* **SÉRIE D'EXERCICES**
(1) Citez le passage du texte source allant de « La guerre des » jusqu'à « vaticane Fratelli Tutti. » inclus.
(2) Traduisez en anglais cette phrase du texte source : « Les relations entre le Saint-Siège et Israël sont à l’image de la météo d’un mois de mai alternant entre orages et éclaircies. »

* **TEXTE SOURCE**
★ ★ ★ ★ ★ ★ ★

La guerre des mots entre Israël et le Vatican
Les relations entre le Saint-Siège et Israël sont à l’image de la météo d’un mois de mai alternant entre orages et éclaircies. Dernier coup de tonnerre en date : le 11 mai 2024, lors de la cérémonie de clôture de la dernière édition de la Rencontre sur la fraternité humaine, organisée par la fondation vaticane Fratelli Tutti.
A cette occasion, les participants réunis dans l’atrium de la basilique Saint-Pierre ont applaudi un discours prononcé par Tawakkol Karman : la lauréate du prix Nobel de la paix 2011 a profité de la tribune qui lui était offerte pour dénoncer un « monde silencieux face au génocide et au nettoyage ethnique du peuple palestinien de Gaza », selon Il Messaggero cité par La Stampa.

★ ★ ★ ★ ★ ★ ★

* **JEU DE DONNÉES**
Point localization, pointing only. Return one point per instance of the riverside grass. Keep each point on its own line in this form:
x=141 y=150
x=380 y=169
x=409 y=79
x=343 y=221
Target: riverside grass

★ ★ ★ ★ ★ ★ ★

* **CORRIGÉ PAR EXERCICE**
(1)
La guerre des mots entre Israël et le Vatican
Les relations entre le Saint-Siège et Israël sont à l’image de la météo d’un mois de mai alternant entre orages et éclaircies. Dernier coup de tonnerre en date : le 11 mai 2024, lors de la cérémonie de clôture de la dernière édition de la Rencontre sur la fraternité humaine, organisée par la fondation vaticane Fratelli Tutti.

(2) Relations between the Holy See and Israel resemble the weather in May, alternating between storms and sunny spells.